*Page extract*
Directed by: Mark Jones
Starring: Warwick Davis, Jennifer Aniston, Ken Olandt, Mark Holton, Robert Hy Gorman, Shay Duffin, John Sanderford
1/2 (out of 4)
Mr. Daniel O’Grady returns home via limousine to tell his dumbfounded wife that they are rich, because he stole a leprechaun’s gold. His wife admonishes him for being a drunken fool and then offers to make him tea, even after he produces a whole bag of gold coins. Her nonchalant attitude at suddenly going from poor to rich is a headscratcher – does this happen a lot in her household? Tracked down by the pissed off leprechaun (“The wee people have their ways!”), wife takes a tumble down the stairs and O’Grady has a stroke, but not before sealing the leprechaun in a crate and putting a four leaf clover on top of it, trapping him like a cross traps a vampire, I suppose.
Ten years later, spoiled LA brat Tory (a young and hot Jennifer Aniston) and her dad inherit the O’Grady house (revealed to be in North Dakota, because that what we all think of when we consider Irish mythology!) where they meet up with local goofs Nathan the hunk (Ken Olandt, looking like Kevin Bacon), Ozzie the idiot (Mark Holton), and Alex the precocious rugrat (Robert Gorman). So, we are about 18 minutes in and I already hate every main character – it doesn’t help matters that none of the “actors” involved know how to act. But, of course, Jennifer Aniston isn’t really popular because she’s a good actress, she’s famous for other reasons, like having a nice body, and being Angelina’s mortal enemy. (I am amused that a re-release of Leprechaun on DVD has Aniston’s mug right in the foreground – at least Warwick Davis still takes top billing). Anyway, Ozzie accidentally frees the crazed little Irish faerie monster (played well by Davis), who then terrorizes everybody in attempting to recover his gold collection. Tory’s dad J.D (John Sanderford) is lucky enough to drop out of the proceedings early (the leprechaun bites his hand leaving a huge gash, of course daddy mistakenly thinks it was a cat). After taking dad to the hospital, Ozzie and Alex give a coin to a collector to study – Leppy tracks him down and does a pogo stick dance on his chest while chanting silly rhymes. And thus begins the little green bastard’s trail of mayhem, which involves a lot of shamrocks and shenanigans.

Photo-based referring expression data:
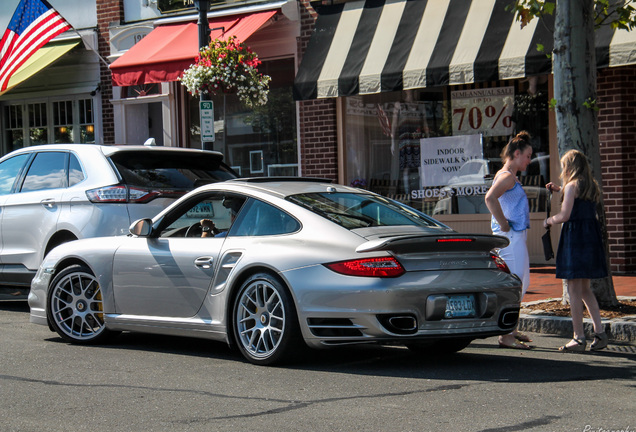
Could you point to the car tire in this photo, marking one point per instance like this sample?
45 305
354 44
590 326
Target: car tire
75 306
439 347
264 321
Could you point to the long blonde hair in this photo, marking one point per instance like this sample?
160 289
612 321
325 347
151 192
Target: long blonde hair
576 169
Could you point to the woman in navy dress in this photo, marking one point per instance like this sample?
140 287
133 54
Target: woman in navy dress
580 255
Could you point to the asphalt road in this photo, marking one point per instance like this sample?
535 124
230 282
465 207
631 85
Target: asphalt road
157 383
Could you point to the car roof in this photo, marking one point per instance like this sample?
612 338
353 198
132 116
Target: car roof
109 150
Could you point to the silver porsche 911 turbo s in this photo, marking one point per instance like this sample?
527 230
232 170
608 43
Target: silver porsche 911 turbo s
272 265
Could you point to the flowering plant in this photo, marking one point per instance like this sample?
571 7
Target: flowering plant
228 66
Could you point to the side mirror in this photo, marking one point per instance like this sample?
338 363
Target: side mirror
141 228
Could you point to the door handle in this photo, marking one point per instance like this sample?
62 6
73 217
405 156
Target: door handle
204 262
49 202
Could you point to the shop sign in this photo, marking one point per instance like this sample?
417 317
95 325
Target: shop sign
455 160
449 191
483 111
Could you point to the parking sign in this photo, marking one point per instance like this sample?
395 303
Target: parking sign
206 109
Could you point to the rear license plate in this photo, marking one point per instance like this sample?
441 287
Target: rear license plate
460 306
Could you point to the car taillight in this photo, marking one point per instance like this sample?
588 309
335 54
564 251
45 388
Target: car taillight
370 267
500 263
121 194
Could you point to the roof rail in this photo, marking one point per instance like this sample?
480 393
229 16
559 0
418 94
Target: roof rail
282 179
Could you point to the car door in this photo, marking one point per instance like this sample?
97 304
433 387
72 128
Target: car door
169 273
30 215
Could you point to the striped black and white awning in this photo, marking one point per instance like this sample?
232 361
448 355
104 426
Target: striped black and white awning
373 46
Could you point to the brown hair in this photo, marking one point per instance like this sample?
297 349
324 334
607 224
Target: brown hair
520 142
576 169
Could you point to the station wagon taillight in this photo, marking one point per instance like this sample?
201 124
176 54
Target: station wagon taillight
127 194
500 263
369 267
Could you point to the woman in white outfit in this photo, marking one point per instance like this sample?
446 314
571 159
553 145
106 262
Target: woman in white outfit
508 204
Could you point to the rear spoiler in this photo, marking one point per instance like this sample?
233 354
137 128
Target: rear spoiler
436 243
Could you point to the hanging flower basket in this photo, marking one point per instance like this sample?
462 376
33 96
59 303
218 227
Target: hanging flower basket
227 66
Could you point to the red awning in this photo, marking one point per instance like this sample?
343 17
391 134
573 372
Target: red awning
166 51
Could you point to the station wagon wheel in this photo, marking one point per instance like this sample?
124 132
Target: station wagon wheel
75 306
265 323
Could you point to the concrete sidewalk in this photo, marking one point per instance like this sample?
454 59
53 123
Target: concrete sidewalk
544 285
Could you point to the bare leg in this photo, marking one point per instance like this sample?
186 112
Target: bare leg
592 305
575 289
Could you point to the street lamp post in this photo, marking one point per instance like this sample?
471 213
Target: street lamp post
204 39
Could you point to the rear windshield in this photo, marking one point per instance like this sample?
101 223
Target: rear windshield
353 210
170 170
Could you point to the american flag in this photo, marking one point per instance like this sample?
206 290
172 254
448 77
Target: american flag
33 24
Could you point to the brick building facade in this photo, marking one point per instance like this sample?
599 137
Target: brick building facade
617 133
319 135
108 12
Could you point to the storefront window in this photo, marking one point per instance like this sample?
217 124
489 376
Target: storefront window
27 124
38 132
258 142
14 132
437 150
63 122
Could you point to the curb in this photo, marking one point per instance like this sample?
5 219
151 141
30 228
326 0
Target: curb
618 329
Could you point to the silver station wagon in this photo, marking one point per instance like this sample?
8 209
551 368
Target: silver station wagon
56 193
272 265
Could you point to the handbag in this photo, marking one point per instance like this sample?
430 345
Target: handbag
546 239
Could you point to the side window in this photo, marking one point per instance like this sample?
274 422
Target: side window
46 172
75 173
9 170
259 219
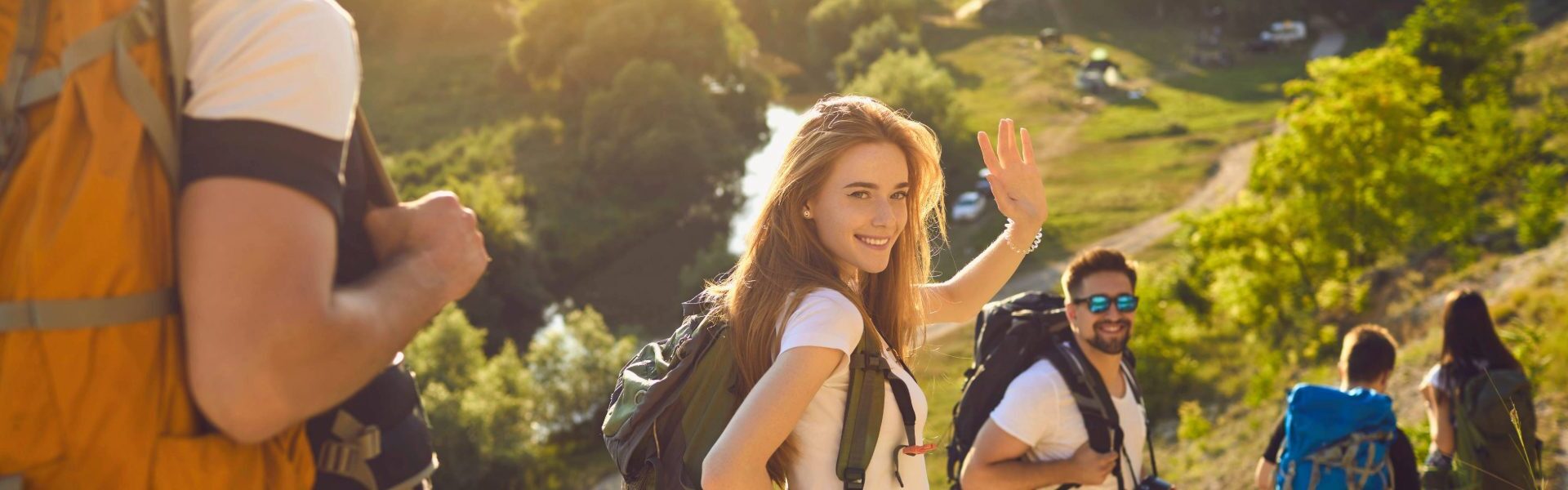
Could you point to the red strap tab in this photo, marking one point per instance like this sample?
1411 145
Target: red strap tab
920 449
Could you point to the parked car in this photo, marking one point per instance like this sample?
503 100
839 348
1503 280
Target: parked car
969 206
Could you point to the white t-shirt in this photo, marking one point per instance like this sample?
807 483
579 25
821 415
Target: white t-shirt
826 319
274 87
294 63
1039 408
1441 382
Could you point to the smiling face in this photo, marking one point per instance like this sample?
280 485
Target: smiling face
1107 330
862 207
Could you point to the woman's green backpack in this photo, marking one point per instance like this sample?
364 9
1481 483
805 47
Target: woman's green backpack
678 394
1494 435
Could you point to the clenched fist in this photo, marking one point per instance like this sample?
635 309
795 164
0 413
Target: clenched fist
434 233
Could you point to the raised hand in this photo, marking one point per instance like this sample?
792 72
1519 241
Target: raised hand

*Problems to solve*
1. Could you copy out the stretch of the Leprechaun review from "Directed by: Mark" through "1/2 (out of 4)"?
2. Can you condense the paragraph of the Leprechaun review beginning "Mr. Daniel O’Grady returns home" into a short list of its main facts?

*Answers to the exercises*
1.
Directed by: Mark Jones
Starring: Warwick Davis, Jennifer Aniston, Ken Olandt, Mark Holton, Robert Hy Gorman, Shay Duffin, John Sanderford
1/2 (out of 4)

2.
- Daniel O’Grady comes home by limousine and tells his wife they are rich because he stole a leprechaun’s gold.
- His wife calls him a drunken fool and offers to make him tea, even after he shows her a whole bag of gold coins.
- The reviewer finds her calm reaction to suddenly becoming rich puzzling.
- The angry leprechaun tracks them down.
- The wife falls down the stairs, and O’Grady has a stroke.
- Before his stroke, O’Grady seals the leprechaun in a crate and puts a four-leaf clover on top to trap him. The reviewer likens this to a cross trapping a vampire.